→ Given entries
*** Begin section ***

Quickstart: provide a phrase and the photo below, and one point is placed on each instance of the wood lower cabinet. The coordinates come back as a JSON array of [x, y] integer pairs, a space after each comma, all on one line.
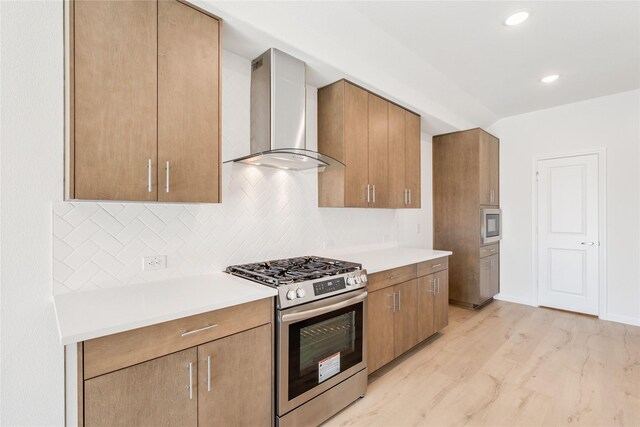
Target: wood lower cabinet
[[401, 315], [380, 328], [405, 333], [489, 276], [143, 82], [160, 392], [379, 143], [230, 369], [224, 381]]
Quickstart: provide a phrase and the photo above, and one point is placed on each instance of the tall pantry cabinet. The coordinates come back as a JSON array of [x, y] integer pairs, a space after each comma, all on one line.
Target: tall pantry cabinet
[[466, 179]]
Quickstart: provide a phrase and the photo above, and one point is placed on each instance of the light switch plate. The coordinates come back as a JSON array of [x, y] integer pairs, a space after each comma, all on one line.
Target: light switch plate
[[154, 262]]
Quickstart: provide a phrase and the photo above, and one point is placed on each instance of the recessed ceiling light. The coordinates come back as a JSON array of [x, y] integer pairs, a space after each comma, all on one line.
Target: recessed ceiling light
[[517, 18], [550, 78]]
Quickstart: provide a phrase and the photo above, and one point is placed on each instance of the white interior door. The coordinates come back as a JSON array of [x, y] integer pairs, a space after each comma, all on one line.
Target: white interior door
[[568, 246]]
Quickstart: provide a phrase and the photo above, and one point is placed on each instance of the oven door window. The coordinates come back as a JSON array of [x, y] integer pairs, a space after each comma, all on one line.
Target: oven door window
[[493, 225], [323, 346]]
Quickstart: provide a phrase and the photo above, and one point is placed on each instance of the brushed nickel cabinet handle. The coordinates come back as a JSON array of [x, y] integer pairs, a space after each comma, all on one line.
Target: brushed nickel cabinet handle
[[195, 331], [208, 373], [167, 184], [190, 380], [149, 169]]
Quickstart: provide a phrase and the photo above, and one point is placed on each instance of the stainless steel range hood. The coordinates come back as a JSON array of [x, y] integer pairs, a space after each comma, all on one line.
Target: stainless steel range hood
[[278, 115]]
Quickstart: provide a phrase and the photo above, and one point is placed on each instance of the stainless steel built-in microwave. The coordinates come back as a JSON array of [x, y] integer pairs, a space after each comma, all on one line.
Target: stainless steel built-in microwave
[[490, 225]]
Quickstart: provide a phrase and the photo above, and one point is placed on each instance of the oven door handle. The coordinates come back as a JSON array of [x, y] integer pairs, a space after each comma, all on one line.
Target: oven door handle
[[294, 317]]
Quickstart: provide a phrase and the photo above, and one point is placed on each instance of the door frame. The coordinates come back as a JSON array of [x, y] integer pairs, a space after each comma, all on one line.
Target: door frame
[[602, 223]]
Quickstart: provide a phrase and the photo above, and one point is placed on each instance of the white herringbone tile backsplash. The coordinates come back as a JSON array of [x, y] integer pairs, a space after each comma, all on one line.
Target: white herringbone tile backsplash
[[265, 214]]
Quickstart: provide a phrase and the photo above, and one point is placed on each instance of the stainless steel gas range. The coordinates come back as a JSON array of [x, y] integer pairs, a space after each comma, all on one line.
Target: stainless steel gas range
[[320, 335]]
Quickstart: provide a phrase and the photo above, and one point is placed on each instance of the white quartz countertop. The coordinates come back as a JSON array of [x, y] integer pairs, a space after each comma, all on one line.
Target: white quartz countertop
[[86, 315], [387, 258]]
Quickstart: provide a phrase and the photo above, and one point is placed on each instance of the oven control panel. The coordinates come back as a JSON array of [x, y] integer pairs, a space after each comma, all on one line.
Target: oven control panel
[[301, 293]]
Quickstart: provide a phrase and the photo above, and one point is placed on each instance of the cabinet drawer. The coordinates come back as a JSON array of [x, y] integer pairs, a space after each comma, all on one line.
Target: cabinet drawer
[[386, 278], [431, 266], [489, 250], [117, 351]]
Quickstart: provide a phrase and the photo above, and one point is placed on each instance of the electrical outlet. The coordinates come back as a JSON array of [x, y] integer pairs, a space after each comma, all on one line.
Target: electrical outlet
[[154, 262]]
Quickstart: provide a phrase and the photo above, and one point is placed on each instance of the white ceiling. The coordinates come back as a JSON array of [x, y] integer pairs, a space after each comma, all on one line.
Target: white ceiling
[[593, 46], [454, 62]]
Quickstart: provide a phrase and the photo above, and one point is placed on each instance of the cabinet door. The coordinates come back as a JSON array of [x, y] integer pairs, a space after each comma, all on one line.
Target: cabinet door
[[188, 153], [380, 346], [153, 393], [485, 169], [412, 129], [397, 157], [486, 278], [379, 151], [405, 319], [234, 375], [494, 162], [426, 305], [115, 100], [441, 302], [356, 146], [495, 275]]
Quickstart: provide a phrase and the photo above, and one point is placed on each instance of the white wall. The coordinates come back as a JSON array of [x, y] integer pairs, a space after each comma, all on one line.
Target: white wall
[[31, 173], [612, 123]]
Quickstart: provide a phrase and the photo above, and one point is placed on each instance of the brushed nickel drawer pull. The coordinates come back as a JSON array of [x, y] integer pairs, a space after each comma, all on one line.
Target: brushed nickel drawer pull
[[184, 334], [208, 373], [149, 168], [190, 380]]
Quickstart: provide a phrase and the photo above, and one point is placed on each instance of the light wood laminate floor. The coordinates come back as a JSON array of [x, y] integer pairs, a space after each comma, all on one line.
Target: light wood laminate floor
[[509, 365]]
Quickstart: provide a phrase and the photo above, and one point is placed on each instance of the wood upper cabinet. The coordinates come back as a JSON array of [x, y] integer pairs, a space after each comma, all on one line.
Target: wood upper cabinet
[[160, 392], [115, 98], [380, 328], [143, 96], [188, 91], [489, 169], [406, 316], [378, 151], [373, 138], [412, 169], [230, 369], [397, 157]]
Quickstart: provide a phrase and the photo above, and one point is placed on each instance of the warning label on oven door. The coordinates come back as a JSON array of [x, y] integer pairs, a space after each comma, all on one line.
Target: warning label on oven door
[[328, 367]]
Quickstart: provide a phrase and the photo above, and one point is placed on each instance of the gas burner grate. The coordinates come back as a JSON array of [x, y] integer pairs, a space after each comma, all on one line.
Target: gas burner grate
[[292, 270]]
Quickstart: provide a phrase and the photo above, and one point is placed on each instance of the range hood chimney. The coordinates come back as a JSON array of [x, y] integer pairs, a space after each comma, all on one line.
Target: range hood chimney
[[278, 115]]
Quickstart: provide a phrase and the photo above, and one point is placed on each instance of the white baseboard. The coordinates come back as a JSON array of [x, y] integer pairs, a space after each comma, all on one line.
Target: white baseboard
[[627, 320], [517, 300]]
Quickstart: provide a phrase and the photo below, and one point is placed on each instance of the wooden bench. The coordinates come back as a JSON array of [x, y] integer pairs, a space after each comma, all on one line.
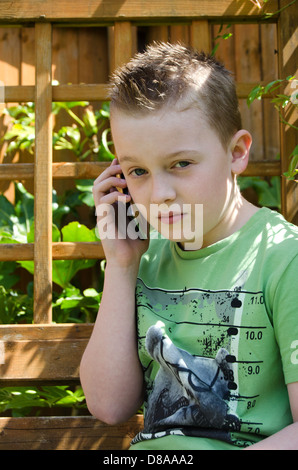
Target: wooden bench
[[66, 433], [51, 354]]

*** End section ***

→ Directions for this task
Copy out the records above in full, exactly as written, but not the pictures.

→ Output for this task
Quickstart: provide a phrase and the photo below, and one point is placed on each instance of the wood lower cabinet. The coordinates come back as a JSON array of [x, y] integer pairs, a space after each comma, all on one line.
Target: wood lower cabinet
[[401, 315], [380, 328], [405, 333], [489, 276], [143, 82], [160, 392], [379, 143], [230, 369], [224, 381]]
Quickstart: provide a phrase and the photo above, and one point is placed on each instance of the tall pantry cabinet. The coordinates come back as a JSON array of [x, y] integer pairs, a space after each comma, all on one line.
Target: tall pantry cabinet
[[466, 179]]
Quickstart: provide a phrase and the photo above, and one point is placed on each instance of the light switch plate. The coordinates come back as a JSON array of [x, y] integer pairs, a space after each comma, all on one line.
Target: light switch plate
[[154, 262]]
Quickstart: provide a phrase and the photo above, and one point is placed on each instance of the recessed ceiling light. The coordinates come back as a JSON array of [x, y] integer pairs, a space after each comma, all on one line.
Target: recessed ceiling light
[[517, 18], [550, 78]]
Quickstart: provide a phrase and the photo above, and one point is placed on each instance of the white interior door. The coordinates come back as a JSON array of [x, y] integer pairs, a space after each comma, all on one line.
Target: white interior door
[[568, 246]]
Quickstart: provide a phrase and the photo above, and one point is placed on each instance of the oven door window. The coordinates come back as a JSON array of [x, y] integer pairs, a space after each comma, all on one line.
Target: oven door window
[[493, 225], [323, 346]]
Quickstart: provide a phrase and the photo above, and one point is placed on each instance of the brushed nickel cabinet handle. The coordinates come back as a JSON array of [x, y] integer pairs, a space after each comma, all on one line.
Target: brushed nickel cabinet handle
[[195, 331], [208, 373], [167, 184], [190, 380], [149, 169]]
Quickstart: provide a phrase and the photo above, and one point is placed on each instance of the stainless steel range hood. The coordinates come back as a JSON array of [x, y] integer pairs, a space after each comma, all on one line.
Target: stainless steel range hood
[[278, 115]]
Quickstart: provide a phrase and the photo above, and one point is placed on each instance of the stainless steel built-in microwave. The coordinates come back as a JSON array of [x, y] integer pairs, a space after each comma, all on one line.
Target: stainless steel built-in microwave
[[490, 225]]
Quickstart: provide a phrase and the photo above, and one point is placed on each instance of the oven door handle. The coordinates come back as a JSON array of [x, y] integer pairs, a space after each comma, all on one line.
Target: oven door handle
[[294, 317]]
Quickstart: provide a phrase and the photo above, and one point is placed on each instance of the door frame. The coordinates come back as a JSON array of [x, y] integer pairs, a space after each comma, all on one line.
Target: door frame
[[602, 223]]
Quickstart: provide a phrase and the photo above, and one point is placed on each instance of the white herringbone tile backsplash. The coordinates come back as a JSON array of [x, y] integer pairs, a space after each comma, all on one line.
Target: white herringbone tile backsplash
[[265, 214]]
Quickstart: provide a phrase and the photo above, and one point is placed on each instance of the stainless steel gas range. The coordinates come back as a JSON array of [x, y] integer pairs, a space after each comma, all on one line.
Target: stainless steel gas range
[[320, 335]]
Quickstart: provide a phrase and the photo above, and one point is placed on each instance of the white quartz countertop. The coordinates come back as a JSON array of [x, y] integer pairs, a space after each comma, all on one line.
Target: white quartz countertop
[[86, 315], [387, 258]]
Quickstart: provide a phrase and the photo above, and one point is placed on each instance of the oven control panel. The coordinates come back as a JSON array of [x, y] integer pairs, a space after each comma, all on one line.
Target: oven control panel
[[301, 293]]
Quickstart: provide a phrase and the photo above, and one point is placed on each instance of the cabinet drawer. The coordinates come back as a JSON array of [x, y] integer pairs, a space after each comma, all on one line.
Target: cabinet drawer
[[386, 278], [431, 266], [489, 250], [117, 351]]
Quickstart: provide a phrase and the photo above, and one point is placed on each instance of the electrical outlet. The coordinates come back as a JSON array of [x, y] integer pairs, a space after each comma, all on one line.
Target: electrical outlet
[[154, 262]]
Quickstart: provide a phrase and the photo above, and one point is placed on each instance of the white ceiling. The coordinates come back as a JSON array of [x, y] integer pairs, a space after each comma, all on one line.
Target: white ceiling
[[593, 46], [454, 62]]
Quickstart: provide a phrase and the photo above, and one point is placed on each instance of the cabinet door. The coordinates come back as a JSON array of [x, y] integer pairs, a space after each comma, all on one line.
Target: cabinet door
[[188, 153], [380, 346], [153, 393], [485, 169], [412, 129], [397, 157], [486, 278], [379, 151], [405, 319], [234, 375], [494, 162], [426, 305], [115, 100], [441, 302], [356, 146], [495, 275]]
Quickstart: provide a phrase and the photo above, and one point is placed on each instance of the white wall. The coordinates come back as a JSON array of [x, y] integer pairs, a space after each comma, all on one line.
Target: white wall
[[31, 173], [612, 123]]
Quickstart: provide a phrase and the photo above, and one point is placed on each instance of the brushed nickel drawer pull. The coordinates come back as a JSON array of [x, y] integer pairs, a space after each comma, all on one line.
Target: brushed nickel drawer pull
[[184, 334], [208, 373], [149, 168], [190, 380]]
Quickstart: provide a phrase and the photo above, and one point is placed on each instance of the light wood laminate floor. The coordinates come back as a JSON array of [x, y] integer pairs, a space after each comma, all on one line.
Target: light wood laminate floor
[[509, 365]]
Quickstart: provide a phrase and the photo above, and one point is placed on each instance of the wood upper cabinet. The coordinates come back as a JSON array of [x, y] integer pairs, a space after each comma, all on one line.
Target: wood upper cabinet
[[160, 392], [115, 98], [380, 328], [143, 96], [188, 91], [489, 169], [406, 316], [378, 151], [373, 138], [412, 169], [230, 369], [397, 157]]
Quickstart: provide a phrase and the photo above, and one point is placed on each instance of the warning label on oven door. The coordinates come back as a JSON array of [x, y] integer pairs, a space after each comma, all on one line.
Target: warning label on oven door
[[328, 367]]
Quickstart: provide a phrase and the photo above, and one point is placed on each instance of the gas burner grate. The coordinates come back as a JSON array of [x, y] integer pairs, a space after each comma, all on one line.
Target: gas burner grate
[[292, 270]]
Quickstart: provide a phrase and the photo above, and one point is placed on each instance of the range hood chimney. The coordinates come back as a JSON array of [x, y] integer pairs, a space after each comma, all on one line.
Target: range hood chimney
[[278, 115]]
Quickstart: provide a phrase and the photo above, and one point is placed on each instance of the white baseboard. The coordinates come back as a JSON array of [x, y] integer pairs, a space after each comma, all on one line.
Target: white baseboard
[[627, 320], [517, 300]]
Quickstart: provide a phrase and the photo below, and one point is placed on each instance of the wooden bench. The coordinates come back as a JSON array of [x, y] integer pairs, a space after each comma, all on one line.
Target: wooden bench
[[66, 433], [51, 354]]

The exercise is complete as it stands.